YOUR OBJECTIVE => Take the line that contains "The client would like the embroidered" and each line after it to the end of the material below, and return them exactly, minus the pictures.

TASK MATERIAL =>
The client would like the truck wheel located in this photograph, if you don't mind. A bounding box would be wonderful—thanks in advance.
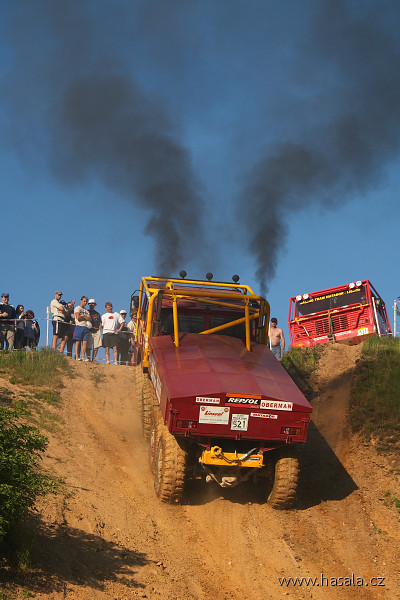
[154,425,187,503]
[149,409,161,474]
[267,447,299,509]
[141,378,154,441]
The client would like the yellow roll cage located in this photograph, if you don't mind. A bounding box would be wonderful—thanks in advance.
[134,276,270,368]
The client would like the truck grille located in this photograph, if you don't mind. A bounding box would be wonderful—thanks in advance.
[294,311,355,340]
[315,314,350,335]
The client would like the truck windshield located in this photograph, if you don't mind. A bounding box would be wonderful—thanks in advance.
[209,316,246,339]
[160,311,246,339]
[296,287,367,317]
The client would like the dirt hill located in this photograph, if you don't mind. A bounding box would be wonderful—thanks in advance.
[2,344,400,599]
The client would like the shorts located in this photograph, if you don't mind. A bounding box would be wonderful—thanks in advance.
[103,332,118,348]
[53,320,68,338]
[87,329,102,350]
[73,325,89,342]
[271,345,282,359]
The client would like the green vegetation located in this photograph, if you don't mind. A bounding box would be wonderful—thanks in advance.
[0,584,35,599]
[384,491,400,515]
[0,404,56,541]
[0,350,69,542]
[350,337,400,451]
[281,346,323,400]
[0,348,71,388]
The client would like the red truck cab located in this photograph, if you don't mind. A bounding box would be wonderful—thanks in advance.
[289,279,391,348]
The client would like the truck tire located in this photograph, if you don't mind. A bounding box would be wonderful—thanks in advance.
[267,447,299,509]
[149,409,161,474]
[141,378,154,441]
[154,425,187,503]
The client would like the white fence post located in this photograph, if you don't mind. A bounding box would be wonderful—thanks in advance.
[46,306,50,347]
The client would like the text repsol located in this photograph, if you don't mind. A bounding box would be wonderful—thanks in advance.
[226,398,260,405]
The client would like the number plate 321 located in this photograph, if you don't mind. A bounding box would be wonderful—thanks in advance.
[231,414,249,431]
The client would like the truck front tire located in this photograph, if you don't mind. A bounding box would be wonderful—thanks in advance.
[154,425,187,503]
[149,409,161,474]
[141,378,154,440]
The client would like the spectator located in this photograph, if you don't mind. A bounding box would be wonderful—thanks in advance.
[50,290,73,353]
[0,292,16,350]
[73,296,92,361]
[23,310,40,350]
[269,317,285,359]
[117,310,130,365]
[101,302,121,365]
[127,309,138,366]
[62,300,75,357]
[86,299,102,362]
[14,304,25,349]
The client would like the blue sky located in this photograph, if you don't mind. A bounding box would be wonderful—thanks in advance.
[1,0,399,347]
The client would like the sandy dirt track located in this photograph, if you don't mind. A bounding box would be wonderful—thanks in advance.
[2,344,400,599]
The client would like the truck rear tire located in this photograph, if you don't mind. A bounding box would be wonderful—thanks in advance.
[141,378,154,441]
[267,447,299,509]
[154,425,187,503]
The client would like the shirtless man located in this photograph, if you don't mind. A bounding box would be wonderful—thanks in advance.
[269,317,285,359]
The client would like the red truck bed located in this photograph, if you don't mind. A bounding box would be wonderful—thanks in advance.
[149,333,311,443]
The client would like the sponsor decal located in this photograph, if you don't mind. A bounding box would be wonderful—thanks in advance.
[196,396,220,404]
[199,406,230,425]
[250,412,278,419]
[298,287,362,306]
[231,414,249,431]
[149,355,161,403]
[226,397,261,405]
[260,400,293,411]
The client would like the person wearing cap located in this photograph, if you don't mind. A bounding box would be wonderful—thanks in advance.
[269,317,285,359]
[0,292,16,350]
[50,290,73,353]
[86,299,102,362]
[117,310,129,365]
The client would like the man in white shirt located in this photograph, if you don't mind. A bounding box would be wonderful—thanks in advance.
[101,302,121,365]
[50,290,73,352]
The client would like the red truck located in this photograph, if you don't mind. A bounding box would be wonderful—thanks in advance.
[289,279,391,348]
[132,274,312,508]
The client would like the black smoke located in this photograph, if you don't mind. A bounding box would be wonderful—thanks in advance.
[49,75,203,273]
[239,0,400,292]
[1,1,203,275]
[2,0,400,287]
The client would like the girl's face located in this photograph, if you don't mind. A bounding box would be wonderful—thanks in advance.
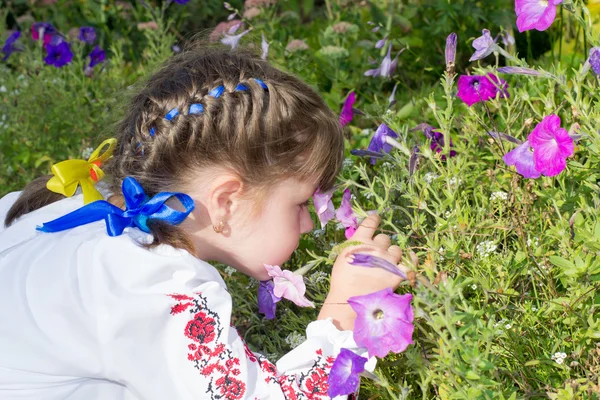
[182,172,317,281]
[226,178,316,280]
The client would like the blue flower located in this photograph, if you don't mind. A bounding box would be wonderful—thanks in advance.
[78,26,97,44]
[2,31,22,61]
[327,349,367,398]
[44,41,73,68]
[367,123,398,164]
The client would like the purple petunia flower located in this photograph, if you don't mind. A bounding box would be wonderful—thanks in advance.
[313,188,335,229]
[327,349,367,398]
[221,26,251,49]
[445,32,457,66]
[348,288,414,358]
[457,73,509,107]
[350,254,407,279]
[515,0,563,32]
[528,114,574,176]
[497,66,543,76]
[503,140,541,179]
[340,91,356,127]
[258,280,281,320]
[78,26,96,44]
[364,44,404,78]
[88,46,105,68]
[469,29,497,62]
[173,0,190,3]
[31,22,56,44]
[430,130,457,160]
[44,41,73,68]
[367,123,399,164]
[2,31,22,61]
[585,47,600,75]
[375,35,388,49]
[261,33,269,60]
[335,188,358,239]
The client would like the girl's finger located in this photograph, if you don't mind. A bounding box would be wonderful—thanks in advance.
[352,214,381,240]
[372,233,391,249]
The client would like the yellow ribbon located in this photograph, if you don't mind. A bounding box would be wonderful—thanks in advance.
[46,138,117,204]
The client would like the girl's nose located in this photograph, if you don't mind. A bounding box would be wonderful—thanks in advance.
[300,208,313,234]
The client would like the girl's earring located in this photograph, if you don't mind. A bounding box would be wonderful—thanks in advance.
[213,220,225,234]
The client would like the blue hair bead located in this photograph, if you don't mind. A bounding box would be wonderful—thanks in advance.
[165,108,179,121]
[235,83,249,91]
[253,78,268,90]
[149,127,156,137]
[188,103,204,114]
[208,85,225,98]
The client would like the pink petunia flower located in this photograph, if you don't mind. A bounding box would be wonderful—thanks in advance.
[335,188,358,239]
[503,140,541,179]
[347,288,414,358]
[528,114,574,176]
[457,74,509,107]
[264,264,315,308]
[313,188,335,229]
[515,0,563,32]
[339,91,356,127]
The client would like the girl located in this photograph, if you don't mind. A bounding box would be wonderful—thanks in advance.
[0,45,405,399]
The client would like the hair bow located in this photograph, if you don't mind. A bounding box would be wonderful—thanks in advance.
[38,177,195,236]
[46,138,117,204]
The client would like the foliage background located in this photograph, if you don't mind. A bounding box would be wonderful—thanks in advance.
[1,0,600,398]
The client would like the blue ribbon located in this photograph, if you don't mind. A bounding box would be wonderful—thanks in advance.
[37,177,195,236]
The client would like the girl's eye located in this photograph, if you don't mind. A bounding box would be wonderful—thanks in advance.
[300,200,310,208]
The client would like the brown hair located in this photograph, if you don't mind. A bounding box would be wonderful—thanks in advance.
[4,44,345,253]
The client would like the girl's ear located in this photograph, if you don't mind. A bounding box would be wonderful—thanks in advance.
[206,174,244,226]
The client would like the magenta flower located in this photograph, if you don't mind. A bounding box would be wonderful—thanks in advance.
[31,22,56,44]
[503,140,541,179]
[457,74,509,107]
[44,41,73,68]
[327,349,367,398]
[313,188,335,229]
[367,123,399,164]
[528,114,574,176]
[264,264,314,308]
[350,254,407,279]
[258,280,281,320]
[515,0,563,32]
[335,188,358,239]
[78,26,96,44]
[469,29,497,62]
[340,91,356,127]
[2,31,22,61]
[364,44,404,78]
[348,288,414,358]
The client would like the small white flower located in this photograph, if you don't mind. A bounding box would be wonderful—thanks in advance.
[559,352,567,359]
[307,271,328,285]
[364,191,375,199]
[476,241,497,257]
[312,228,325,237]
[335,222,345,231]
[342,158,354,168]
[531,306,538,311]
[527,237,540,247]
[285,331,305,349]
[361,128,373,136]
[555,357,564,364]
[504,323,512,329]
[490,191,508,201]
[81,147,94,159]
[0,85,6,93]
[444,211,452,218]
[448,177,462,187]
[471,284,477,290]
[6,165,14,174]
[224,266,236,276]
[423,172,439,184]
[245,278,258,289]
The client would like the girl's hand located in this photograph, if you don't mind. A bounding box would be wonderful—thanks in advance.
[317,214,408,330]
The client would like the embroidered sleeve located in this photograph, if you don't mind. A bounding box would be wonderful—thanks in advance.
[164,289,360,400]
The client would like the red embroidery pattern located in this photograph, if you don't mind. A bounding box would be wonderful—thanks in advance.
[168,293,335,400]
[167,293,246,400]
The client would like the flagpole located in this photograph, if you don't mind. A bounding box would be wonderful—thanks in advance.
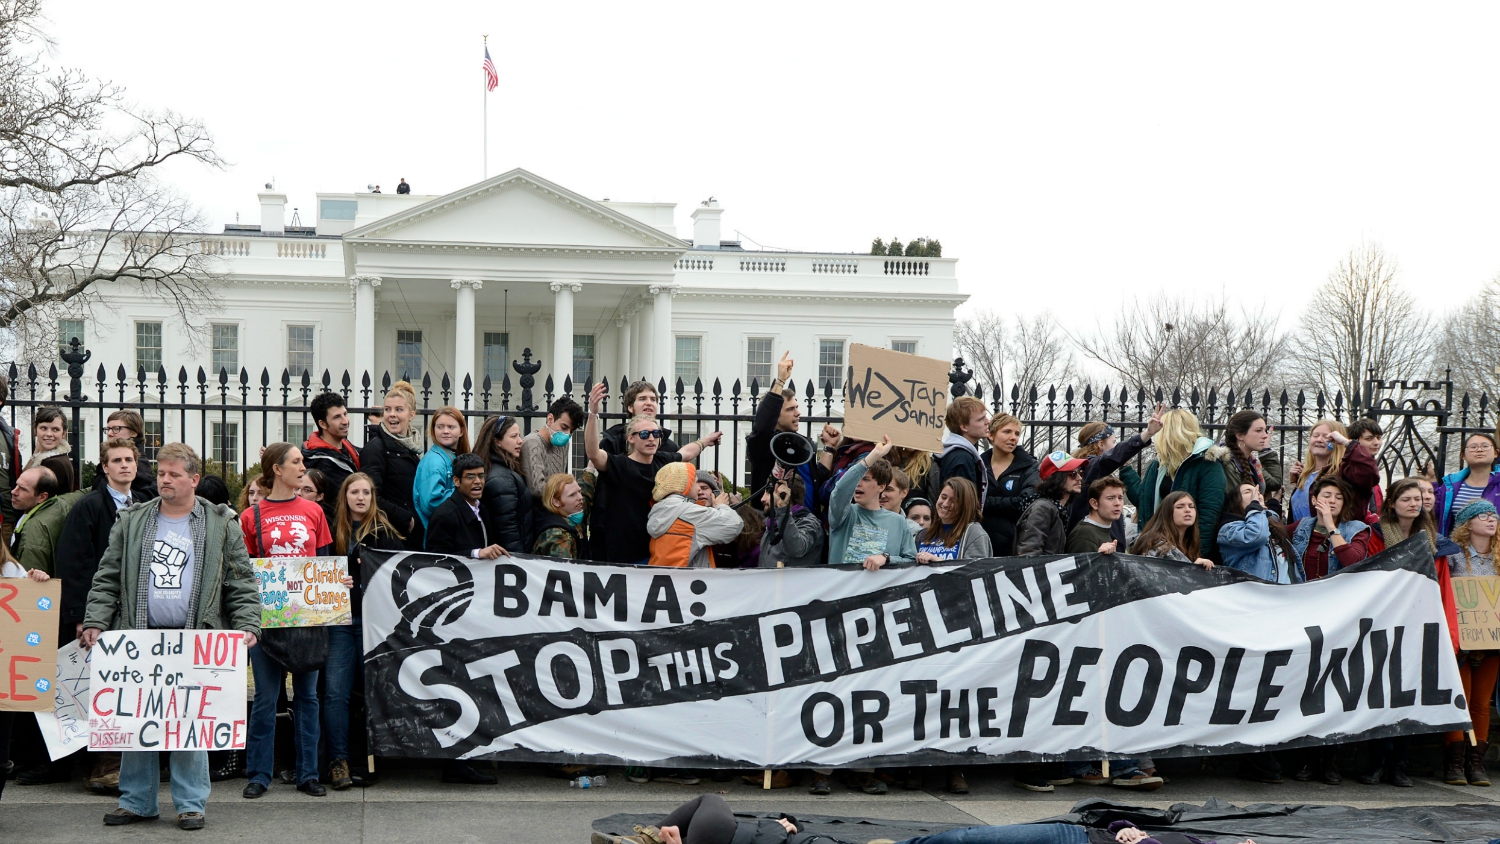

OUTPUT BELOW =>
The client would like the embroidered sleeve located in this photograph, if you don't mind. A bounding box would be wonderful—thanks in advance.
[164,289,360,400]
The client would like the red embroidery pattern located in this photograph, if you don't mind. A bounding box would be wonderful—thanks in advance.
[168,293,335,400]
[167,293,246,400]
The client would like the flagpole located in this photograph, if you don't mind. A bounding box would be wonderful—thanks in advance.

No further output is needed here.